-- 题目要求 --
请照原样抄写从含有"of man in red"的那一行到含有"[185,283,242,346]"的那一行，首尾两行都包括在内。答案中略去图片。

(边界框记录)
►
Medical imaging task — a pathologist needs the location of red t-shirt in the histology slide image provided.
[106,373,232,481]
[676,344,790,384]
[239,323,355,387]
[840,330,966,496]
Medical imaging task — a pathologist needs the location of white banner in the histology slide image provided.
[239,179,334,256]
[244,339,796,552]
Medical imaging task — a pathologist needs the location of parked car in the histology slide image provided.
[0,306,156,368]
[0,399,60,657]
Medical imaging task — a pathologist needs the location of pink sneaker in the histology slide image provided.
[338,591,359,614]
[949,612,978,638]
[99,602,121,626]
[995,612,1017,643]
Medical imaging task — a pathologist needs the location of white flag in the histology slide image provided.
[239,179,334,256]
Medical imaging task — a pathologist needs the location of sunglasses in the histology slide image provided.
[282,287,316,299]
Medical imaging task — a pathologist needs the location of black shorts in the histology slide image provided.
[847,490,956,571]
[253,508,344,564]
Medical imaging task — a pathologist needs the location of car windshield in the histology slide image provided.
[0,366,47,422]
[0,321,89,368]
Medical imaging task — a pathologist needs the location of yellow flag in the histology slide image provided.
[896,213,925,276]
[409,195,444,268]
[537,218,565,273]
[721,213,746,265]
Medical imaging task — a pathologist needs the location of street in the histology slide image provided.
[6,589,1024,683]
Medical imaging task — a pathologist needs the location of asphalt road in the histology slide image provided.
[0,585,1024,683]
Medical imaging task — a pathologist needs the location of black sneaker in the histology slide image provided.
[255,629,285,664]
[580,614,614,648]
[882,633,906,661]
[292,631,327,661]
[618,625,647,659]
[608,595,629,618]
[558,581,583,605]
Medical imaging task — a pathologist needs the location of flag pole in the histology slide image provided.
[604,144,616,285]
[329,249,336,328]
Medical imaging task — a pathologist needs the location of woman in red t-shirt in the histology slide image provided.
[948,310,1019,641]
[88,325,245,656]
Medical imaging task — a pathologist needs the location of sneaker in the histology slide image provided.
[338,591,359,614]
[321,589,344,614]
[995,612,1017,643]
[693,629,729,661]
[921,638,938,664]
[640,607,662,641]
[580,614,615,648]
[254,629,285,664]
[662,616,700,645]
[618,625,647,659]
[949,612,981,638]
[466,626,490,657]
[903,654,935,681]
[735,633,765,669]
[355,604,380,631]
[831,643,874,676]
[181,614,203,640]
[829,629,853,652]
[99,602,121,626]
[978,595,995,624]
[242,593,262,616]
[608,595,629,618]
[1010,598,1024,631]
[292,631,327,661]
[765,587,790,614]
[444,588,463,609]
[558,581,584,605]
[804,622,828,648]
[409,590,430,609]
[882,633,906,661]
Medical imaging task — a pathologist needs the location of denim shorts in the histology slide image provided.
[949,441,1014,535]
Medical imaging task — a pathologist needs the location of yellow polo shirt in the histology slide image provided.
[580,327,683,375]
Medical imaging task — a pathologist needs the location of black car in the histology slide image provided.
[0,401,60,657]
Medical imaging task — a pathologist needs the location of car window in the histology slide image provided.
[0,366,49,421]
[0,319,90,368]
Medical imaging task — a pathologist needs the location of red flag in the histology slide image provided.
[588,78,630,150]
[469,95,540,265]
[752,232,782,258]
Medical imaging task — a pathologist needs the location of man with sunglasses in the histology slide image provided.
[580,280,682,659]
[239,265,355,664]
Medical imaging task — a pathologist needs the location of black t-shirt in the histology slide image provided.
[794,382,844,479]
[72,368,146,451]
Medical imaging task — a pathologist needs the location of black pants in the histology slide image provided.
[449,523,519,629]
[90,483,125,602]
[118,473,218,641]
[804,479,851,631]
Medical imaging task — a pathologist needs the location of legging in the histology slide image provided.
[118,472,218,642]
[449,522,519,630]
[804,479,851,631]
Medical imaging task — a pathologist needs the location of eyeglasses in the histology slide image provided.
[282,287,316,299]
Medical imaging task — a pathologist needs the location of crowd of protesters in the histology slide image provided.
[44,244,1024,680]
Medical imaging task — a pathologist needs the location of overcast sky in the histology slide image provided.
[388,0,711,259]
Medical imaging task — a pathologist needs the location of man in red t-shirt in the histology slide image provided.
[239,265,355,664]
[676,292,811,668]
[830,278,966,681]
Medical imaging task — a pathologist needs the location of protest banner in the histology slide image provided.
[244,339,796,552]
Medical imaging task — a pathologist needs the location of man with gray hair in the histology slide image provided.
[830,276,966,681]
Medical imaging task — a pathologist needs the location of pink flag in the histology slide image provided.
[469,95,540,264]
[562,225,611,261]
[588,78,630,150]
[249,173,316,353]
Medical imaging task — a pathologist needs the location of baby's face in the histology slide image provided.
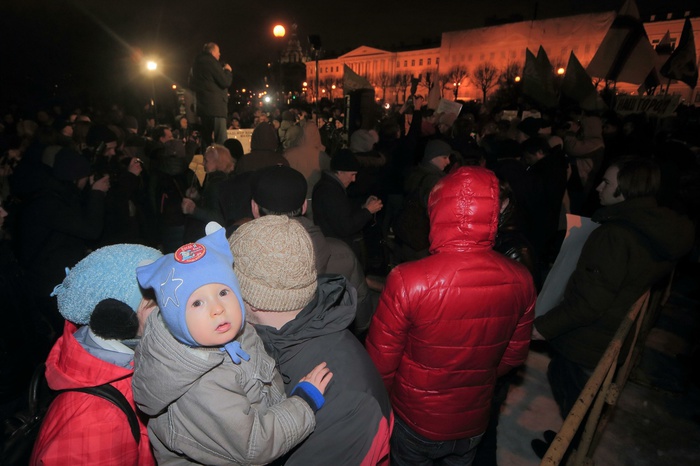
[185,283,242,346]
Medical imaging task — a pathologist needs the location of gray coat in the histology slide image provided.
[133,311,316,465]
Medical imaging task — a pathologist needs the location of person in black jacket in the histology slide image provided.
[311,149,382,265]
[190,42,233,149]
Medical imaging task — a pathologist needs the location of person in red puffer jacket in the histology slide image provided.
[366,167,536,465]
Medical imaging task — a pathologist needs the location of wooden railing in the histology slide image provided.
[540,289,652,466]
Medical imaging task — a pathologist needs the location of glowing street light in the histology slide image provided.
[272,24,287,37]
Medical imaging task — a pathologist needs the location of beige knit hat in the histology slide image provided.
[228,215,317,311]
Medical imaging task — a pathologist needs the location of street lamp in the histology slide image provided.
[309,34,321,107]
[146,60,158,125]
[272,24,287,38]
[272,24,287,100]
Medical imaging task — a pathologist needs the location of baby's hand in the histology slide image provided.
[299,362,333,394]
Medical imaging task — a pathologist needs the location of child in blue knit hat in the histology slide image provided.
[29,244,162,466]
[133,224,333,464]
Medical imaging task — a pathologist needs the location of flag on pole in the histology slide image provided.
[537,45,554,89]
[586,0,656,84]
[661,18,698,89]
[561,52,607,112]
[522,49,558,108]
[343,65,374,94]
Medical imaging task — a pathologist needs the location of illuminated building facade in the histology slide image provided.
[306,11,700,105]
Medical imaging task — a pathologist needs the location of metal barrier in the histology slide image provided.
[540,292,652,466]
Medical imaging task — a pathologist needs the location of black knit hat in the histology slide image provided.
[331,149,360,172]
[251,165,307,213]
[52,147,90,181]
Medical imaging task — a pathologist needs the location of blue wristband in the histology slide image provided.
[292,382,325,413]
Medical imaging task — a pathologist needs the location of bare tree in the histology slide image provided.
[441,65,469,100]
[418,68,437,99]
[471,62,500,103]
[498,61,523,87]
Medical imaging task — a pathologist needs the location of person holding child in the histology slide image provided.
[133,224,333,465]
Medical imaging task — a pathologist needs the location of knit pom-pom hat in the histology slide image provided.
[229,215,317,311]
[51,244,162,325]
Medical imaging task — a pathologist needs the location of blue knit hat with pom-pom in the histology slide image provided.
[51,244,163,325]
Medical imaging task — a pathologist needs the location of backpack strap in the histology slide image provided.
[57,383,141,445]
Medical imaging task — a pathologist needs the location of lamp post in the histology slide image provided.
[309,34,321,109]
[146,60,158,125]
[272,24,287,101]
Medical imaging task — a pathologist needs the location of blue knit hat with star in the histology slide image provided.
[136,228,248,363]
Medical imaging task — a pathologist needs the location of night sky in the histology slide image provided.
[0,0,697,113]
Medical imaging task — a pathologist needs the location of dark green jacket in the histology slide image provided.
[535,198,695,369]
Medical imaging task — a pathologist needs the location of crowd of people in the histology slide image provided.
[0,43,700,465]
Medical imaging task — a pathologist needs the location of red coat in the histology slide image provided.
[30,322,155,466]
[366,167,536,440]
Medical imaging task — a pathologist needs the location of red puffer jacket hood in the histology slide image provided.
[366,167,536,441]
[428,167,500,254]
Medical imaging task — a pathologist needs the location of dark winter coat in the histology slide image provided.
[190,51,233,118]
[235,123,289,175]
[311,171,372,247]
[255,275,392,466]
[535,198,694,369]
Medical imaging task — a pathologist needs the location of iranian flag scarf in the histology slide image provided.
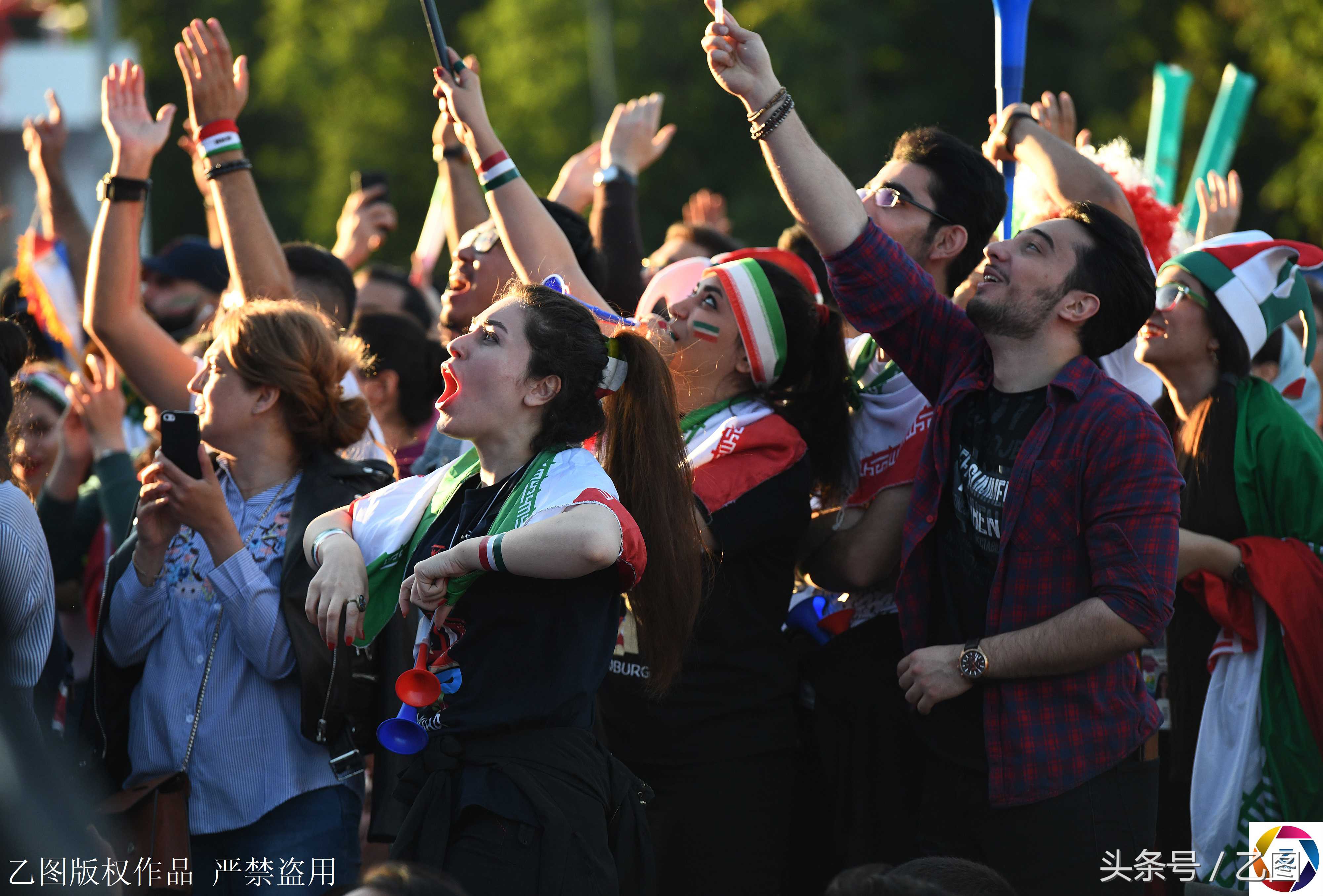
[845,336,933,507]
[1185,377,1323,888]
[349,446,647,646]
[680,396,808,514]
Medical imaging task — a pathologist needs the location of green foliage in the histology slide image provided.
[114,0,1323,263]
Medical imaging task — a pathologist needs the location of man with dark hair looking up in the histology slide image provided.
[703,11,1181,896]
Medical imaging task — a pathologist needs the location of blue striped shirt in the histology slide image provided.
[0,482,56,721]
[106,466,361,834]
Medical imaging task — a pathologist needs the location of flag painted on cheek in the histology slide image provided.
[692,320,721,343]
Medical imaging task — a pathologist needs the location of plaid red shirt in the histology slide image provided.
[826,221,1183,806]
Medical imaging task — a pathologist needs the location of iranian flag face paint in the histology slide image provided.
[689,320,721,343]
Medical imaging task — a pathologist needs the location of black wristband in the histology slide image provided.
[206,159,253,180]
[97,175,152,202]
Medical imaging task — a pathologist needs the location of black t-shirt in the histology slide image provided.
[918,386,1048,770]
[599,459,812,765]
[410,474,623,733]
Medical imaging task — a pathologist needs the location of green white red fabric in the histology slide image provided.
[349,446,647,646]
[680,396,808,514]
[1163,230,1323,364]
[710,258,786,389]
[712,246,823,304]
[845,335,933,507]
[13,235,85,366]
[1187,377,1323,887]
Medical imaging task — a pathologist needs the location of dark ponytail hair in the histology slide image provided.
[0,318,29,482]
[504,283,703,696]
[349,312,447,427]
[1172,287,1250,468]
[758,259,851,500]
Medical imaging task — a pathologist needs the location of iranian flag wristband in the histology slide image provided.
[478,532,507,573]
[193,118,243,157]
[478,149,519,193]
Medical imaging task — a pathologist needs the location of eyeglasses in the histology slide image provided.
[855,187,955,224]
[1154,283,1208,311]
[455,226,500,255]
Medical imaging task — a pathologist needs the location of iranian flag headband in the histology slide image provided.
[704,258,786,389]
[1163,230,1323,364]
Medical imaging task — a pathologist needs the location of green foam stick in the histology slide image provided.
[1144,62,1193,205]
[1180,64,1258,232]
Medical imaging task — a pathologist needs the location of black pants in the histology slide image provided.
[630,750,795,896]
[919,756,1158,896]
[445,806,541,896]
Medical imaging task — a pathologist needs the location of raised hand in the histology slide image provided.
[602,94,675,175]
[431,48,491,155]
[1029,90,1080,147]
[175,19,249,127]
[101,60,175,180]
[22,90,69,184]
[703,0,781,111]
[680,189,730,237]
[546,140,603,214]
[331,184,398,270]
[66,356,127,457]
[1195,171,1245,242]
[431,53,483,149]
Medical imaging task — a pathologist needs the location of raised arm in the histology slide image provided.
[431,56,488,254]
[83,60,196,409]
[703,0,868,255]
[703,0,983,404]
[983,93,1139,230]
[22,90,91,294]
[175,19,294,299]
[589,94,676,314]
[434,50,611,310]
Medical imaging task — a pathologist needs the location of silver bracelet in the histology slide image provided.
[312,527,353,569]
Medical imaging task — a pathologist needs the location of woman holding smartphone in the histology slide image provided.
[93,300,389,889]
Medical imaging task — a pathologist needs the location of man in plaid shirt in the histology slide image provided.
[704,12,1181,893]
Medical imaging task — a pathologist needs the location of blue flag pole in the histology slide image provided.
[992,0,1033,239]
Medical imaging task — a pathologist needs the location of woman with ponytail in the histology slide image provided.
[83,300,390,877]
[435,52,849,896]
[304,283,701,893]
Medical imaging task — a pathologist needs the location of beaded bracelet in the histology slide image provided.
[745,87,786,123]
[206,159,253,180]
[749,94,795,140]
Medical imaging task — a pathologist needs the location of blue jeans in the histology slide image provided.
[189,786,363,896]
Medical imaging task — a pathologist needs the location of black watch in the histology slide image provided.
[97,175,152,202]
[959,638,988,682]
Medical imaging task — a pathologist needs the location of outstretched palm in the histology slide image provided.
[101,60,175,157]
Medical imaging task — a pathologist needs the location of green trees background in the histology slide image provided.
[120,0,1323,273]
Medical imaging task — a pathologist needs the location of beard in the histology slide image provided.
[964,288,1064,340]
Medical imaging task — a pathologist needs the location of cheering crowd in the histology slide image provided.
[0,1,1323,896]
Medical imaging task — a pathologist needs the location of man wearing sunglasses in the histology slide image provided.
[856,127,1005,295]
[703,11,1181,896]
[438,198,605,345]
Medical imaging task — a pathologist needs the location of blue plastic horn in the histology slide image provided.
[992,0,1033,239]
[377,703,427,756]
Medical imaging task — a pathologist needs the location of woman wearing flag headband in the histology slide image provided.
[1136,232,1323,885]
[304,283,701,893]
[437,45,849,893]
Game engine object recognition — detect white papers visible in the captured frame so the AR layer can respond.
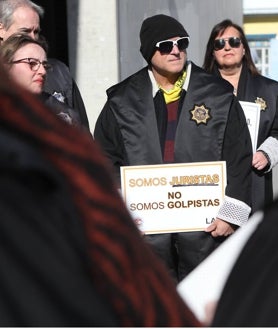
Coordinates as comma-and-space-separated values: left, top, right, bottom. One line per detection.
239, 101, 261, 153
177, 212, 263, 322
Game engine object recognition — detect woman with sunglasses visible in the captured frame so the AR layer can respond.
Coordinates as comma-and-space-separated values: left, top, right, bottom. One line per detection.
203, 19, 278, 212
94, 14, 252, 281
0, 34, 79, 125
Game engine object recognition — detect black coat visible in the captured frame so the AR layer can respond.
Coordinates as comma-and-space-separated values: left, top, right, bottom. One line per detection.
94, 64, 252, 204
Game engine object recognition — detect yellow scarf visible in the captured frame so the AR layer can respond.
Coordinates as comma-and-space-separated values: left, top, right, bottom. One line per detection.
159, 71, 186, 104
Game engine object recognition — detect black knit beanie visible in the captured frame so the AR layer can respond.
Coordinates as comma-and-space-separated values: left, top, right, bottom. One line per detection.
140, 14, 188, 63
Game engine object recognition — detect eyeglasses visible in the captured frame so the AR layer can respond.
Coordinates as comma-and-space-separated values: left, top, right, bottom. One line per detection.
10, 58, 51, 72
214, 37, 241, 50
155, 37, 189, 54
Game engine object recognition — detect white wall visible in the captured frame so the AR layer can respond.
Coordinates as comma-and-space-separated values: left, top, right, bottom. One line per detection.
68, 0, 118, 132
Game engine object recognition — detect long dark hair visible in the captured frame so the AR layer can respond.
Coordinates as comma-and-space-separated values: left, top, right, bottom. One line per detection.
203, 19, 260, 75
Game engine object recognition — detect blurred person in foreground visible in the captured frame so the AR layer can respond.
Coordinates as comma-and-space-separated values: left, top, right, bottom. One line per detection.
210, 199, 278, 328
0, 59, 200, 327
0, 0, 89, 130
94, 14, 252, 281
0, 34, 78, 126
203, 19, 278, 212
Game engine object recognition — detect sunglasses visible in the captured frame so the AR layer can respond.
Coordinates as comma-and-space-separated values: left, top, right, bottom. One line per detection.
10, 58, 51, 72
214, 37, 241, 50
155, 37, 189, 54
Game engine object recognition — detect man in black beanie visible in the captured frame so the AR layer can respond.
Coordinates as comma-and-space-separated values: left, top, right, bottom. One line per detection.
94, 14, 252, 281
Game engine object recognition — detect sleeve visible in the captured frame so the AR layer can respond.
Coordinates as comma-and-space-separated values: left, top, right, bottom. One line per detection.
217, 98, 252, 226
94, 101, 128, 183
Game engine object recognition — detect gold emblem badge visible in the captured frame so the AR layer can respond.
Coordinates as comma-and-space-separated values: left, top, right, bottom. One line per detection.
190, 104, 211, 125
255, 97, 267, 111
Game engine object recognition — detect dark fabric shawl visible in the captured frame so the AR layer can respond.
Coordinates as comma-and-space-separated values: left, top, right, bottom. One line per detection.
0, 66, 199, 327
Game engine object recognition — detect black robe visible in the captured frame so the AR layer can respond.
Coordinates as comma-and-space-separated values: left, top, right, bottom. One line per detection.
94, 63, 252, 281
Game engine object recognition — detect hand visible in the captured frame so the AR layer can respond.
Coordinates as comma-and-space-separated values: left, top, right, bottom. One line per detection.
252, 151, 268, 170
133, 218, 145, 235
205, 218, 235, 238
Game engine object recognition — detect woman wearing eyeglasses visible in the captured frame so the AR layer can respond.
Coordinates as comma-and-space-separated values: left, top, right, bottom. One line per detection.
0, 34, 79, 125
94, 15, 252, 281
203, 19, 278, 212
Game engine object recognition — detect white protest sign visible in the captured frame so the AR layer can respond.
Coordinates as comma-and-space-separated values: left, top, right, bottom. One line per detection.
121, 161, 226, 234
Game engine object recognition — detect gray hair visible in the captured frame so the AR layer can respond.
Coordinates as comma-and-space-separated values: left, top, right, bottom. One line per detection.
0, 0, 44, 29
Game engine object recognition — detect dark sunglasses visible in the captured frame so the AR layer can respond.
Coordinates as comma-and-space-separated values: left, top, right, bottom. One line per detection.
214, 37, 241, 50
155, 37, 189, 54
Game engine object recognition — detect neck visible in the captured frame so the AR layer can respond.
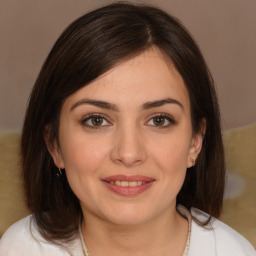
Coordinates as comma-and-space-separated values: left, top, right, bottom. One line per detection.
82, 208, 188, 256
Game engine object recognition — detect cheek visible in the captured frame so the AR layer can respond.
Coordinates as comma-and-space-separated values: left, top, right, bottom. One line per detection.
61, 134, 108, 175
151, 136, 189, 175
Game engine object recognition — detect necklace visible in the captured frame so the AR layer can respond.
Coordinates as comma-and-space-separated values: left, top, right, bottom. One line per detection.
79, 205, 192, 256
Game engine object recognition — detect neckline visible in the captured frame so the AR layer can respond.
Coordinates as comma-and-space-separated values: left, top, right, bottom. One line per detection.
78, 204, 192, 256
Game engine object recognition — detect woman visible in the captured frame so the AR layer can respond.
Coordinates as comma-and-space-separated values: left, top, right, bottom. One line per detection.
0, 3, 255, 256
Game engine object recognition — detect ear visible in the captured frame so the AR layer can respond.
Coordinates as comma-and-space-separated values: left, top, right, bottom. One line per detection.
44, 126, 65, 169
187, 119, 206, 168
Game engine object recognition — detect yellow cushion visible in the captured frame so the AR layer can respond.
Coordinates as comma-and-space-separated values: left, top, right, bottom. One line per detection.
221, 124, 256, 247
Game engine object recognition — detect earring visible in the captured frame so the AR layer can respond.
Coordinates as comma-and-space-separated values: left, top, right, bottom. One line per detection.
56, 168, 62, 178
190, 158, 196, 166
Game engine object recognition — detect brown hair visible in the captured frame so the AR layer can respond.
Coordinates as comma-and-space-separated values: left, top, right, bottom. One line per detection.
21, 2, 225, 246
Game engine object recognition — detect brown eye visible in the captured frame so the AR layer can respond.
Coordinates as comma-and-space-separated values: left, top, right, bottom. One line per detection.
80, 115, 111, 128
153, 116, 166, 126
146, 114, 176, 128
91, 116, 103, 126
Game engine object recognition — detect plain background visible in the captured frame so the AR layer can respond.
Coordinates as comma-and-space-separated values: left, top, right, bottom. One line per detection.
◄
-- 练习结果 --
Medical imaging task — a pathologist needs the location of man in red t-shirt in the histology slide image provided.
[239,265,355,664]
[676,292,811,668]
[830,278,966,681]
Medical imaging task — a pathologist needs the location of protest banner in the histology slide image provided.
[244,339,796,552]
Medical imaging task — a pathologist needs the location of man with gray hair in the histology slide image provided.
[830,276,966,681]
Medical imaging task — a pathologist needs the location of pink flag in the histology slide image provided.
[469,95,540,264]
[562,225,611,261]
[588,78,630,150]
[249,173,316,353]
Medical imaging task — a pathologist needs the location of baby's face in the histology slide image provided.
[185,283,242,346]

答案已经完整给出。